--- Extract provided ---

The Goals are placed on the stack when the system recognizes a
statement of a goal by the User (101) and the interpreter in the
Task Manager (201) puts the goal on the stack (202). The
interpreter than expands the new Goal and puts the associated Plan
on the Plans Stack (205).
[0089] The Plans Module (205)
[0090] The Plans Module (205) keeps and maintains the current plan
of actions of the system. The Plan define the specific Steps,
Actions and Subgoals that when performed would achieve the related
Goal. The Steps and Actions that make up a Plan are information
access Steps, Speech-Acts performed toward the User (101) like
ASKing for information, TELLing him a relevant Fact or LISTENing
and interpreting semantically (107) the USFR's Response. The
Actions may be Performing an external application transaction or
sending a Query to a Back Office Data Base. Some time the plan step
is a Subgoal that has to be expanded into its own steps when it is
reached. The Plan steps are interpreted one by one asynchronously,
by the Plan Interpreter (225) in the Task Manager (201) and the
steps guide the interaction of the Task Manager (201) with all the
other modules.
[0091] The application designer defines the top goals, also
referred to as the application transactions, and their associated
plans in one or more XML documents. The Task Manager loads those
files on startup.
[0092] The Discourse Context (226)
[0093] The Dialog Context Tree Module (207)
[0094] The Dialog Context Tree Module (207) keeps and maintains the
dynamic Structure of the Dialog as it is unfolding. The current
Dialog Context is also kept In this Tree Structure. The Context is
the collection of words and their meanings and relations, as they
have been understood in the current Dialog. The Task Manager (201)

--- Provided records ---

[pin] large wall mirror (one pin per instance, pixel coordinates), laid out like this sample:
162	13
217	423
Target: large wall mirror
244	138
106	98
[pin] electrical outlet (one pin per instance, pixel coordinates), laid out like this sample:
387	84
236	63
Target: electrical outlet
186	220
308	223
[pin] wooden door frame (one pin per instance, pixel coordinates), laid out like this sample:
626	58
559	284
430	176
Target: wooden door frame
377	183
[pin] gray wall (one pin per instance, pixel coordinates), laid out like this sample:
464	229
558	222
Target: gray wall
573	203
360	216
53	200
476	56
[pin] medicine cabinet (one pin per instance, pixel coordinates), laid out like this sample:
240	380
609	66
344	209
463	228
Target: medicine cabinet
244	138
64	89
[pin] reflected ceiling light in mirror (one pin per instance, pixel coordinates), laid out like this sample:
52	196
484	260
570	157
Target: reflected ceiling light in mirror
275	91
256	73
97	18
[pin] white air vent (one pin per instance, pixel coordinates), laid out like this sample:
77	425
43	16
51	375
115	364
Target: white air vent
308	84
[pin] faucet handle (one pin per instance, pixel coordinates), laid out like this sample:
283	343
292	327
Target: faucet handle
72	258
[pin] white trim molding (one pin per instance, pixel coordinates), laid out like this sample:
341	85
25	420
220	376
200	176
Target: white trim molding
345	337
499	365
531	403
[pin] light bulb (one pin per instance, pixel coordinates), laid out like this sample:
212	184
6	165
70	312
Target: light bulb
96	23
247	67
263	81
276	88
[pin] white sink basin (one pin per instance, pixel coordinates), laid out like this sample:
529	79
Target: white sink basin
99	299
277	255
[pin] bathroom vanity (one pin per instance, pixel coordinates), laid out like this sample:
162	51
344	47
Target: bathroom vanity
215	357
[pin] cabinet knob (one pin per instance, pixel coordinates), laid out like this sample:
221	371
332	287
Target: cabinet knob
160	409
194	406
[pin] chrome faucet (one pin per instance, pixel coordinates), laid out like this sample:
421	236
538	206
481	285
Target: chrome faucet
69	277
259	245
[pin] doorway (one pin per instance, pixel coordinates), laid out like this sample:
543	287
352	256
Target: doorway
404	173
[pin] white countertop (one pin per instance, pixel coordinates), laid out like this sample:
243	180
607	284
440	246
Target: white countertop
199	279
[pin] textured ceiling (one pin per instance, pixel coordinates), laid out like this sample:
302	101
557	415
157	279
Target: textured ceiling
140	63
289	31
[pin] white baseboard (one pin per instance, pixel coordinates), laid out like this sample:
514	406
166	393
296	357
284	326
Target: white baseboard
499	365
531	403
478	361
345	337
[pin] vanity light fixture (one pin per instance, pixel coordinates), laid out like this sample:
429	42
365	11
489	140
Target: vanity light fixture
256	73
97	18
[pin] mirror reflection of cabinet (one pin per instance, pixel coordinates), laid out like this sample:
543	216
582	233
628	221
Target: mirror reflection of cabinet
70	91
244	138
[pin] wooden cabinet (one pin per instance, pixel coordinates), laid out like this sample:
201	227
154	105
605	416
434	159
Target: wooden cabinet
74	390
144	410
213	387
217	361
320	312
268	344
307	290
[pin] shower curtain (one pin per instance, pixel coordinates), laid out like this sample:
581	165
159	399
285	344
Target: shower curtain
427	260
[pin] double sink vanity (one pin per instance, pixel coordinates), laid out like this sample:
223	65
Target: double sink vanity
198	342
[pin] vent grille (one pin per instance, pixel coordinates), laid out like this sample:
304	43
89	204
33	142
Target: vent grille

---

The tasks
[a] Write out the part of the Task Manager passage that opens with the words containing "The Goals are" and closes with "Plans Stack (205).".
[b] Continue the passage on the Task Manager and its dialog modules from the point where it stops.

Task responses
[a]
The Goals are placed on the stack when the system recognizes a
statement of a goal by the User (101) and the interpreter in the
Task Manager (201) puts the goal on the stack (202). The
interpreter than expands the new Goal and puts the associated Plan
on the Plans Stack (205).

[b]
Interpreter uses the Context Tree to understand the Pragmatics of
the User Utterances (125) and to generate the Expectations of how
the User may respond to the system query or request. The
Expectations (222) are sent to the Expectation Module (211).
[0095] An example structure of the Context Tree is shown in FIG.
4.
[0096] The Current World Objects Module (209)
[0097] This Module keeps and maintains the Semantic Representation
of the Objects in the real World that have been mentioned in the
Dialog (and therefore are in the Context) and related Objects that
are "Known by the System" and are needed to Understand the
Utterances. For example; descriptions of the Knowledge about Stock
Data Bases, Stock Proper Names that may be mentioned, Transaction
Forms etc.
[0098] The Current World Object Module (209) is interrogated by the
Dialog Manager Interpreter (208) (in the Task Manager (201)),
according to specific requests and actions specified in the Current
Plan which is maintained inside the Plans Module (205).
[0099] The Interpretation Manager (211)
[0100] When the Dialog Manager Interpreter (225) performs a LISTEN
step in the Current Plan (205) it generates a set of expectations
(222) to the Interpretation Manger (211). These Expectations are a
set of Expectation Rules which describe "What" and "How" the system
expects the User to respond to it's own Utterance.
[0101] In addition to the specific expectation message (222) from
the Task Manager (201), the Interpretation manager is using its own
rules and may integrate the Discourse Context (226) directly
(227).
[0102] The IM (211) specific rules are used to complete the user
utterance interpretation (212) done by the Syntactic/Semantic
Parser (219) in the context of dialog. Most of the rules are domain
independent and the rest are domain or application specific. The
details of the IM (211) rules are outside the scope of this patent
application.
[0103] The expectation message (222) is only covering what the user
might say if he is to answer the question asked by the system. In
cases where the user utterance is NOT an answer to the system last
question, the IM (211) may need to query the DC (226) in order to
completely resolve the meaning of the user utterance.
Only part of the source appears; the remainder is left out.